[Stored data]
□ □ □ □ □

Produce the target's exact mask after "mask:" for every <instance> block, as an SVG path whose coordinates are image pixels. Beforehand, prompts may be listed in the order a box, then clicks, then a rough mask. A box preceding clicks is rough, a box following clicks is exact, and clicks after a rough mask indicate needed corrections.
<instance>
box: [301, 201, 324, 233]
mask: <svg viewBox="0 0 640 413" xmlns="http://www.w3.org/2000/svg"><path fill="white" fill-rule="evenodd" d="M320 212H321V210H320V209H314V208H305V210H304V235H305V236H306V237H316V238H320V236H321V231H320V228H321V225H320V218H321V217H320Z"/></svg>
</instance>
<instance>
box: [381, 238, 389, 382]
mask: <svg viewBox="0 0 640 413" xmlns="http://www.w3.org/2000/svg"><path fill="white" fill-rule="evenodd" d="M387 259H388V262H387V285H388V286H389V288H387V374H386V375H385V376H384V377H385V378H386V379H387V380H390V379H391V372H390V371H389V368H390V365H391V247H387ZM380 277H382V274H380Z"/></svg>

□ □ □ □ □

What is required - Identify each line above that contains the string "path", and copy every such line in full.

Worked solution -
Produce the target's exact mask after "mask:" for every <instance> block, as an SVG path whose coordinates are image pixels. Beforehand, prompts may be listed in the order a box, then clicks, then a rough mask. A box preceding clicks is rough, a box following clicks is exact, and clicks after a rough mask indicate needed corrections.
mask: <svg viewBox="0 0 640 413" xmlns="http://www.w3.org/2000/svg"><path fill="white" fill-rule="evenodd" d="M320 212H321V210H320V209H314V208H305V210H304V235H305V236H306V237H316V238H320V236H321V231H320V228H321V225H320V218H321V217H320Z"/></svg>
mask: <svg viewBox="0 0 640 413" xmlns="http://www.w3.org/2000/svg"><path fill="white" fill-rule="evenodd" d="M387 259H388V262H387V285H388V286H389V288H387V374H386V375H385V376H384V377H385V378H386V379H387V380H390V379H391V372H390V371H389V368H390V365H391V247H387ZM380 277H382V274H380Z"/></svg>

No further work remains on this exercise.